> [Metin alıntısı]:
------------------------------------------------------------------------

Allah’a göre ideâl kadın, fıtratına ve doğasına uygun hareket eden, nâzik ve naif yapısına göre davranan, kendisine aşırı yük yüklenmesine karşı çıkan (çünkü onun yüklendiği yükler ağırdır), Allah’ın kendisine verdiği hakları ölçülü şekilde savunan, erkeklere özgü işlerle heveslenmeyen, okumayı, bilgilenmeyi ve tecrübe sâhibi olmayı evi, eşi ve çocukları için yapan, ilgilendiği konularda cins bir zihne sâhipse bâzı farklı düşünceler üretmişse bunları ev-merkezli olarak toplumla ve çevresiyle paylaşan ve yayan, çocuklarını doğuran, büyüten, eğiten, yetiştiren iyi bir anne, iyi bir eş, iyi bir evlat, iyi bir arkadaş ve dost olan kadındır.  

 

İdeâl kadın tesettür ve mahremiyeti bilen, konuşmasında ve davranışlarında dengeli ve ölçülü olan kadındır. İdeâl kadın haramlardan, günahlardan, şirkten, küfürden, zulümden, ahlâksızlıktan, ayıptan ve suçtan kaçınan kadındır.

 

İdeâl kadın, iyi bir aşçı olan kadındır. Çünkü yaşamak ilk başta yemek-içmekle ilgilidir ve bunu sağlayacak olan da ilk önce kadındır. Çünkü erkek dışarıda geçim için gereken parayı kazanmakla meşgûldür. İdeâl kadın çoluğuna-çocuğuna, ana-babasına, eşine-dostuna, kardaşına-arkadaşına iyilik eden ve ikramda bulunan, onlar tarafından sevilen ve sayılan kadındır.

 

İdeâl kadın “dişiliği” ile değil “kişiliği” ile öne çıkan kadındır. Düşüncelerinde, konuşmalarında, yazılarında, davranışlarında, giyinişinde vs. dişiliğini öne çıkarıp gösteren değil, kişiliğini ve insanlığını-müslümanlığını öne çıkaran ve gösteren kadındır. İdeâl kadın, mahremi ve nâ-mahremi bilen kadındır.

 

İdeâl kadın, batı’nın lâik, seküler, demokratik, feminist, kapitâlist, liberâl, komünist, modern, post-modern çağdaş ilkeleri değil, Kur’ân’ın ve Sünnet’i yâni İslâm’ın teorik ve pratik ilkelerini savunan ve İslâm’ın sözcülüğünü yapan kadındır.

------------------------------------------------------------------------

> [Çıkarılan veriler]:
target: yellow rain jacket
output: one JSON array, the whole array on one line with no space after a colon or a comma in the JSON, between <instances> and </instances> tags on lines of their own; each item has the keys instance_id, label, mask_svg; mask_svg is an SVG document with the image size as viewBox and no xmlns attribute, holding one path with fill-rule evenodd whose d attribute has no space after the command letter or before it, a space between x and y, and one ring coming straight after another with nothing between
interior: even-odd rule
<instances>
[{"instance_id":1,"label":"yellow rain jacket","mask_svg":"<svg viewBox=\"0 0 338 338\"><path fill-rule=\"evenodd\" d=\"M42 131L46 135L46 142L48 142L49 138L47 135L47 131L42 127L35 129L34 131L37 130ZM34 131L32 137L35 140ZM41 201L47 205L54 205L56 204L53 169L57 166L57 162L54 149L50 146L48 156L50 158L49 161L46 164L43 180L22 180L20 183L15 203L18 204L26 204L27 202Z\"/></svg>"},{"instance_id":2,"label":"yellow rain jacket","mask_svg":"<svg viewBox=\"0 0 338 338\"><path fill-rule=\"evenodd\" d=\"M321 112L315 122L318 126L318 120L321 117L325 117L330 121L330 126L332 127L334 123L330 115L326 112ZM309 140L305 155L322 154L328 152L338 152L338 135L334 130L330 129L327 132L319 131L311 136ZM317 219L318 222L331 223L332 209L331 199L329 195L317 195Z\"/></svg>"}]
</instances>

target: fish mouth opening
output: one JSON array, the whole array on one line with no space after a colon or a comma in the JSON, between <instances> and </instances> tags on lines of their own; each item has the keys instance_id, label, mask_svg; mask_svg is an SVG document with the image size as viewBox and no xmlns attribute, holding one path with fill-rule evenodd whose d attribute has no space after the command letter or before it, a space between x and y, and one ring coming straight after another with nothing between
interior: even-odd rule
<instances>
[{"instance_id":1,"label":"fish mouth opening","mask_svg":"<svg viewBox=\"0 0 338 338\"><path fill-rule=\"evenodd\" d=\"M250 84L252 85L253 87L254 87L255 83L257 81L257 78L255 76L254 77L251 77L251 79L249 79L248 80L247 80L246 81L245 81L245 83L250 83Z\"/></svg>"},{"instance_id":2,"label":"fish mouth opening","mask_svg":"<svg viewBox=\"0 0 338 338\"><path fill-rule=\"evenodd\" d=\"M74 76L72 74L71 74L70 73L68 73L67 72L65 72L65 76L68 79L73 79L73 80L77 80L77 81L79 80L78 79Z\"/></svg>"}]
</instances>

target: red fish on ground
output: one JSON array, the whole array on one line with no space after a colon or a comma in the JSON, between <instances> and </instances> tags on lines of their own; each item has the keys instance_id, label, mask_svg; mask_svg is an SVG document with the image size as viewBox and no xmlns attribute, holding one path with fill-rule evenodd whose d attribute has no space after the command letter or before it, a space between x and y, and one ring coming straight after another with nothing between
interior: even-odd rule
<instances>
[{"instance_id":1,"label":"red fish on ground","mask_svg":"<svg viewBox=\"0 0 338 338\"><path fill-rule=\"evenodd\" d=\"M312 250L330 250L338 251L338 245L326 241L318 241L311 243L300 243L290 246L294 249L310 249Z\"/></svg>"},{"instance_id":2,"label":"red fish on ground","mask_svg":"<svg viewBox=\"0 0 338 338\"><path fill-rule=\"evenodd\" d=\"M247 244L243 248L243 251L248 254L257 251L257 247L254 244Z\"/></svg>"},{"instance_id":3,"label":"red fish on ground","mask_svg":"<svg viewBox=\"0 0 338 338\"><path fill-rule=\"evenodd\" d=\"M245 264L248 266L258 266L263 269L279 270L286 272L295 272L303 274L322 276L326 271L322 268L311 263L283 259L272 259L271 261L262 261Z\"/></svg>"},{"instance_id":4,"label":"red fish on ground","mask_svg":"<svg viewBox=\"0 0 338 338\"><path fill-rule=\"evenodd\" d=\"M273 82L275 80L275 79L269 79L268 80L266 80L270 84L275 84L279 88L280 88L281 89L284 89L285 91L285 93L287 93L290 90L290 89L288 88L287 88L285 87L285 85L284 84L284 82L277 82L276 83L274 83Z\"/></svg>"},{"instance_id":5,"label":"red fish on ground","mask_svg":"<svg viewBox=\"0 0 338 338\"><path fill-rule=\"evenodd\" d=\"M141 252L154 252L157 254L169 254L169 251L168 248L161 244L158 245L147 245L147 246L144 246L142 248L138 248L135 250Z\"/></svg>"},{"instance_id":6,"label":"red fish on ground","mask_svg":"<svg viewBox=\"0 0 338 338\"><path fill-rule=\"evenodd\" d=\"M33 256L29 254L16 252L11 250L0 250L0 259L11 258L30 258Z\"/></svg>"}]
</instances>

------------------------------------------------------------------------

> [Aşağıdakileri tamamlayın]:
1) İdeal kadın konulu metne göre erkek dışarıda ne ile meşguldür?
2) İdeal kadın konulu metinde "İdeâl kadın tesettür" sözlerini içeren kısımla açılıp "nâ-mahremi bilen kadındır." ile kapanan bölümü, "aşçı" yerine "ev idarecisi" koyarak düzenleyip yeniden yazın.

> [Cevap anahtarı]:
1) Geçim için gereken parayı kazanmakla meşguldür.

2)
İdeâl kadın tesettür ve mahremiyeti bilen, konuşmasında ve davranışlarında dengeli ve ölçülü olan kadındır. İdeâl kadın haramlardan, günahlardan, şirkten, küfürden, zulümden, ahlâksızlıktan, ayıptan ve suçtan kaçınan kadındır.

 

İdeâl kadın, iyi bir ev idarecisi olan kadındır. Çünkü yaşamak ilk başta yemek-içmekle ilgilidir ve bunu sağlayacak olan da ilk önce kadındır. Çünkü erkek dışarıda geçim için gereken parayı kazanmakla meşgûldür. İdeâl kadın çoluğuna-çocuğuna, ana-babasına, eşine-dostuna, kardaşına-arkadaşına iyilik eden ve ikramda bulunan, onlar tarafından sevilen ve sayılan kadındır.

 

İdeâl kadın “dişiliği” ile değil “kişiliği” ile öne çıkan kadındır. Düşüncelerinde, konuşmalarında, yazılarında, davranışlarında, giyinişinde vs. dişiliğini öne çıkarıp gösteren değil, kişiliğini ve insanlığını-müslümanlığını öne çıkaran ve gösteren kadındır. İdeâl kadın, mahremi ve nâ-mahremi bilen kadındır.